C'est un caractère, Michel Barnier. Il a 50 ans de vie politique derrière lui et il ne faudrait pas résumer son parcours à l'organisation des Jeux olympiques d'Albertville et à la négociation du Brexit. C'est ce qu'on appelle un homme d'État. Et ils se font rares en France. C'est pourquoi, plutôt que de détricoter son budget, austère mais nécessaire, le Premier ministre en appelle à l'opinion publique.
À la télévision, mais aussi dans les journaux, il explique quelles seraient les conséquences du rejet de sa loi de finances. Certes, en France, il n'y a pas de risque de shutdown comme aux États-Unis. Les agents de l'État continueraient à être payés et le pays de fonctionner avec ce qu'on appelle en Belgique les douzièmes provisoires.
━━━━
**À COMPLÉTER**:
1. Répondez aux questions suivantes sur l'extrait consacré à Michel Barnier.
(a) Combien d'années de vie politique Michel Barnier a-t-il derrière lui ?
(b) Par quels moyens le Premier ministre explique-t-il les conséquences du rejet de sa loi de finances ?
(c) Quel nom donne-t-on en Belgique au mécanisme qui permettrait au pays de continuer à fonctionner ?
2. Résumez en deux phrases l'extrait consacré à Michel Barnier.
3. Reproduisez le passage de l'extrait consacré à Michel Barnier en commençant à « C'est un caractère, Michel » et en terminant à « les douzièmes provisoires. ».

**DONNÉES SOURCES**:
━━━━
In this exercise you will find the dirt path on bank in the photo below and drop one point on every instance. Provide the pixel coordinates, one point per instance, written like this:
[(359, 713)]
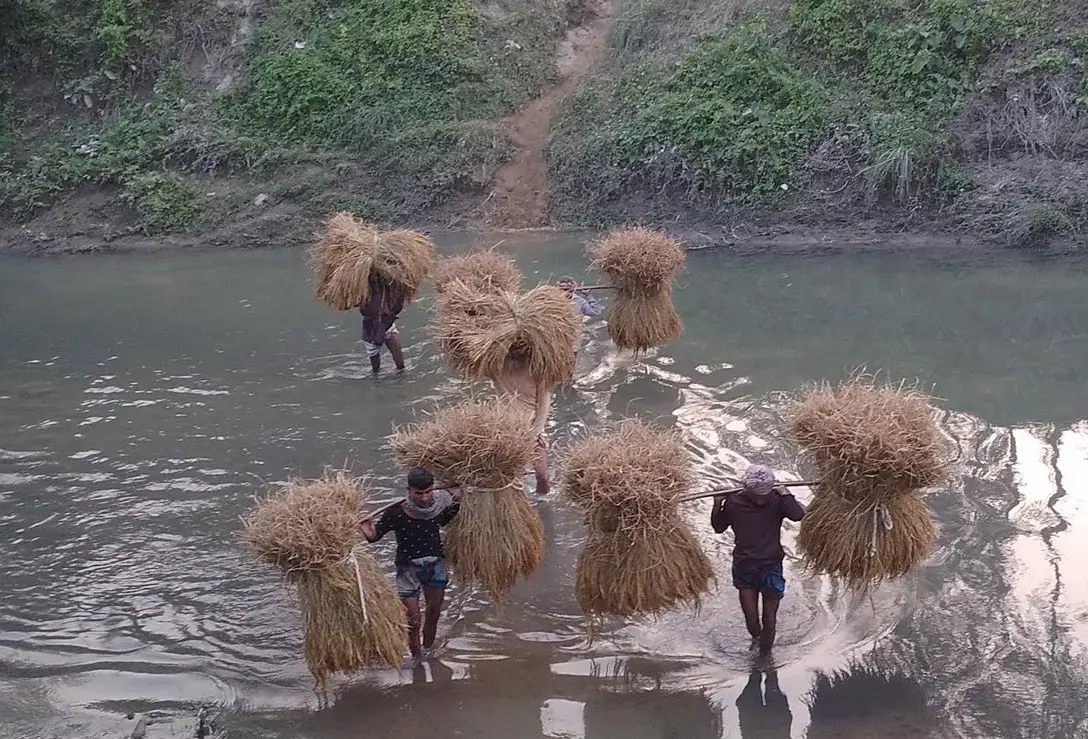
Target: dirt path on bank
[(519, 194)]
━━━━
**LES RÉPONSES**:
1.
(a) Il a 50 ans de vie politique derrière lui.
(b) Il les explique à la télévision et dans les journaux.
(c) On l'appelle les douzièmes provisoires.

2. Michel Barnier, présenté comme un homme d'État fort de 50 ans de vie politique, en appelle à l'opinion publique plutôt que de détricoter son budget, jugé austère mais nécessaire. À la télévision et dans les journaux, il explique les conséquences d'un rejet de sa loi de finances, même si la France ne risque pas de shutdown comme les États-Unis.

3.
C'est un caractère, Michel Barnier. Il a 50 ans de vie politique derrière lui et il ne faudrait pas résumer son parcours à l'organisation des Jeux olympiques d'Albertville et à la négociation du Brexit. C'est ce qu'on appelle un homme d'État. Et ils se font rares en France. C'est pourquoi, plutôt que de détricoter son budget, austère mais nécessaire, le Premier ministre en appelle à l'opinion publique.
À la télévision, mais aussi dans les journaux, il explique quelles seraient les conséquences du rejet de sa loi de finances. Certes, en France, il n'y a pas de risque de shutdown comme aux États-Unis. Les agents de l'État continueraient à être payés et le pays de fonctionner avec ce qu'on appelle en Belgique les douzièmes provisoires.